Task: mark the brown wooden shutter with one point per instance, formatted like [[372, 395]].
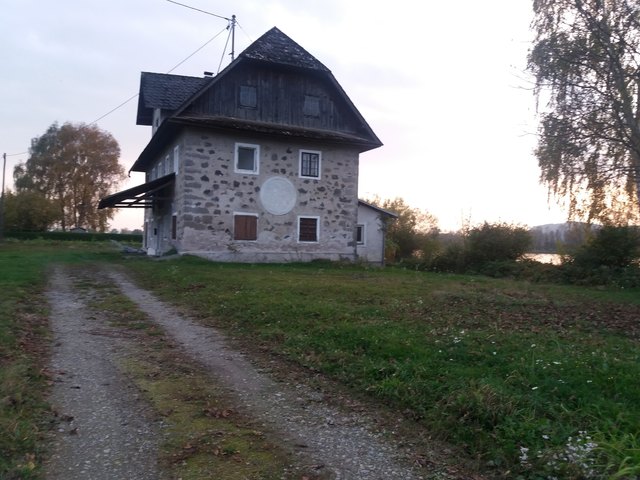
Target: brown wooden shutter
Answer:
[[245, 227], [308, 230]]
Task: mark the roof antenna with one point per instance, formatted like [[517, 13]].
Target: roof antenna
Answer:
[[232, 25]]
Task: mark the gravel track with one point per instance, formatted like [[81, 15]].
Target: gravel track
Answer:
[[340, 443], [106, 430]]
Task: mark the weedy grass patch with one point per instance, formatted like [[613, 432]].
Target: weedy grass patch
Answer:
[[23, 345], [203, 435], [538, 381]]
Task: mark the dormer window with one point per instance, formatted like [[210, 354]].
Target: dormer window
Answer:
[[246, 158], [310, 164], [248, 97], [311, 106]]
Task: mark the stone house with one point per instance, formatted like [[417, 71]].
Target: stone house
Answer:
[[256, 164]]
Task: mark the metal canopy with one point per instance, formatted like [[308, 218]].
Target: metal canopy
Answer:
[[142, 196]]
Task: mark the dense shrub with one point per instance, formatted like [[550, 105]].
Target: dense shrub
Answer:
[[609, 257], [612, 247], [486, 247]]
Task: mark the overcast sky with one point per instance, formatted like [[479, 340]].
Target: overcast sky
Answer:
[[441, 83]]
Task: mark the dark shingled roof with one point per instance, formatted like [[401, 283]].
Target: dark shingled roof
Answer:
[[275, 47], [165, 91]]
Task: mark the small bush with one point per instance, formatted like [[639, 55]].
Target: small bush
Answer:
[[488, 247], [609, 257]]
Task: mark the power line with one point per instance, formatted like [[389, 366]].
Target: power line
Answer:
[[169, 71], [200, 48], [198, 10]]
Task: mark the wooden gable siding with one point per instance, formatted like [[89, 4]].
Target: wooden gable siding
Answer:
[[280, 100]]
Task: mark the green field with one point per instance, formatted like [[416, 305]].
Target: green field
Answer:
[[539, 381], [24, 342]]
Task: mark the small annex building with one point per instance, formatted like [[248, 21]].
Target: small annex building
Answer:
[[256, 164]]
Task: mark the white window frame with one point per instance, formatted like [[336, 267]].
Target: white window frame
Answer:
[[363, 237], [317, 218], [313, 152], [245, 214], [256, 159], [176, 159]]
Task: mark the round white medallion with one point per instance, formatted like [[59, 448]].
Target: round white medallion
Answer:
[[278, 195]]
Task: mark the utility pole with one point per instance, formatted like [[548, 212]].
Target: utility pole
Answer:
[[4, 167]]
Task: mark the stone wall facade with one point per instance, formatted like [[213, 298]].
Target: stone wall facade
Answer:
[[209, 192]]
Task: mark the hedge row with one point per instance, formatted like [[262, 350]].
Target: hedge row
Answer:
[[86, 237]]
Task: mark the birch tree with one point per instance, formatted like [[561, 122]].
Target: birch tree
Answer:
[[585, 60], [75, 166]]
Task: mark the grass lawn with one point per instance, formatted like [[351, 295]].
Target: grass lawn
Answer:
[[24, 338], [535, 381]]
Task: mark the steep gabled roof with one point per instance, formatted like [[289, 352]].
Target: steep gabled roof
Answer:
[[275, 47], [272, 48], [164, 91]]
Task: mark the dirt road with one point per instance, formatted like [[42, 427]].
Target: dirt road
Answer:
[[108, 431]]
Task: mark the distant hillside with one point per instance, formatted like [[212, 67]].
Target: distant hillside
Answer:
[[552, 236]]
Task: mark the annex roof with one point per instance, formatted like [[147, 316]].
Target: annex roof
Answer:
[[140, 196], [164, 91], [378, 209]]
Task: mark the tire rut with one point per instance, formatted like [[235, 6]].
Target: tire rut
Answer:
[[105, 429], [339, 444]]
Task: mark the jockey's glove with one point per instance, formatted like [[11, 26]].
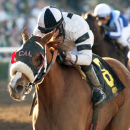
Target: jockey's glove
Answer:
[[62, 54]]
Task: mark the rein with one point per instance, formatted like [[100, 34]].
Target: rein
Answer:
[[103, 35], [31, 84]]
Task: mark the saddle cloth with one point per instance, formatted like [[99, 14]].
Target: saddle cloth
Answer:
[[111, 83]]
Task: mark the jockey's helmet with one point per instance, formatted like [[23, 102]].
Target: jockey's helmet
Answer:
[[102, 10], [49, 19]]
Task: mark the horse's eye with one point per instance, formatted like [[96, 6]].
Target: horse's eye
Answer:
[[38, 58]]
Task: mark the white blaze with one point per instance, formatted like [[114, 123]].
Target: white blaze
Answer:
[[15, 78]]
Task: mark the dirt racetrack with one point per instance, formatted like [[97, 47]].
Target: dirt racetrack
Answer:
[[14, 115]]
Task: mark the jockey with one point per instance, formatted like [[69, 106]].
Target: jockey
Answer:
[[78, 39], [115, 23]]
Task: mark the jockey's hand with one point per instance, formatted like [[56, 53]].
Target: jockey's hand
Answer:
[[62, 54]]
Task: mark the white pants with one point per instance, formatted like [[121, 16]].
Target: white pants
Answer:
[[124, 40]]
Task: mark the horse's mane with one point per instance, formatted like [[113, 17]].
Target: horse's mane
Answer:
[[87, 15], [53, 45]]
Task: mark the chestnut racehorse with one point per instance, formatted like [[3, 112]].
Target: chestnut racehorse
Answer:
[[104, 46], [64, 100]]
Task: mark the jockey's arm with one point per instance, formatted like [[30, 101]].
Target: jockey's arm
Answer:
[[118, 30], [84, 47]]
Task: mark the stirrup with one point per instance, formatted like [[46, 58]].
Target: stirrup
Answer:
[[98, 96]]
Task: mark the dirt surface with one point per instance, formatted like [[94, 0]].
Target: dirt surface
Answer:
[[14, 115]]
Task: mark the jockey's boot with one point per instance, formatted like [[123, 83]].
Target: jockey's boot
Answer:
[[126, 50], [98, 95]]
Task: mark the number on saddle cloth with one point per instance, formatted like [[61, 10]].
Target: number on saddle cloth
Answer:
[[107, 77]]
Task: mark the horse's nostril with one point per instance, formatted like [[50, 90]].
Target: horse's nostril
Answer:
[[19, 88]]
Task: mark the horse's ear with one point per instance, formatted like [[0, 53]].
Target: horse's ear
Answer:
[[46, 38], [25, 35]]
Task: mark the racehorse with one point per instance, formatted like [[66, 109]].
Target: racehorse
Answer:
[[104, 46], [64, 100]]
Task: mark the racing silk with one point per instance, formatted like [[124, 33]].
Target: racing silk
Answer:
[[78, 40], [116, 24]]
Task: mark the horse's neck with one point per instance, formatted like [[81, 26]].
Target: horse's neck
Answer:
[[51, 87]]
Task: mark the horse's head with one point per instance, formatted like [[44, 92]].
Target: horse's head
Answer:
[[30, 60]]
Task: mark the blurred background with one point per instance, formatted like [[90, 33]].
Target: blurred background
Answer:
[[14, 16]]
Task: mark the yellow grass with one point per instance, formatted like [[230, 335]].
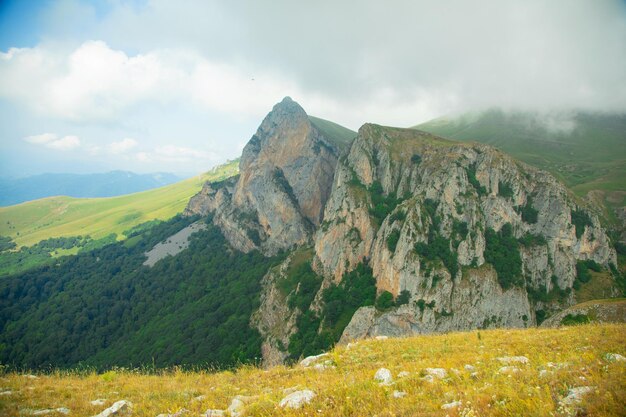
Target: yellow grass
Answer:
[[350, 390]]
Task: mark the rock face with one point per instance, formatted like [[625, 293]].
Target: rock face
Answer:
[[286, 172], [469, 236], [447, 194], [602, 311]]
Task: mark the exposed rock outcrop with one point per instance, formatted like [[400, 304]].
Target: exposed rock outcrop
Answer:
[[473, 238], [286, 172], [432, 190]]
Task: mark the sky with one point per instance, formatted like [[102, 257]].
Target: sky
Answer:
[[181, 86]]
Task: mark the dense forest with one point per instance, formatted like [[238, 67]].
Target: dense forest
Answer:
[[104, 308]]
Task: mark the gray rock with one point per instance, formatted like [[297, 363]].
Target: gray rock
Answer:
[[297, 399], [60, 410], [399, 394], [575, 395], [118, 409], [513, 359], [453, 404], [383, 376], [310, 360], [179, 413], [508, 370], [438, 373], [213, 413]]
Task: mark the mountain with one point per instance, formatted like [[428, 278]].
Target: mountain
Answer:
[[320, 239], [570, 371], [109, 184], [57, 226], [587, 151], [286, 173], [463, 234]]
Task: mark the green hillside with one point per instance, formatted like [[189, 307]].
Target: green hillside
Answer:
[[588, 152], [31, 222]]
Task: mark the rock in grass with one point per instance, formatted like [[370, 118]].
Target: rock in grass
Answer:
[[575, 395], [439, 373], [179, 413], [118, 409], [60, 410], [297, 399], [513, 359], [238, 404], [508, 370], [213, 413], [453, 404], [310, 360], [383, 376]]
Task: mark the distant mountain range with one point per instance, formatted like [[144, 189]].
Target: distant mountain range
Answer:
[[109, 184]]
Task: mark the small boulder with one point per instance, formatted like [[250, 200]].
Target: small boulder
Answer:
[[513, 359], [179, 413], [60, 410], [297, 399], [383, 376], [213, 413], [575, 395], [119, 408], [310, 360], [399, 394], [453, 404], [438, 373]]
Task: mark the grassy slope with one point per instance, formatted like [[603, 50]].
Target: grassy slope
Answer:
[[350, 390], [31, 222], [591, 157]]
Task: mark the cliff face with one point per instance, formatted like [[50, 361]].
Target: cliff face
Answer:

═══

Scan the data for the string "nostril" and copy each line in which it occurs.

-- TASK OUTPUT --
Task: mark the horse's nostril with one point per instance, formatted like [[50, 90]].
Target: horse's nostril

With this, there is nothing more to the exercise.